**TO DO**
After going through the data, give the number of lines that contain the word "target" as your sole answer.

**DATA RECORDS**
================
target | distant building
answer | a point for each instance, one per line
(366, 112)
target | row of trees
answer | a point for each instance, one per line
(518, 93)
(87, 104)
================
**WRITTEN RESPONSE**
2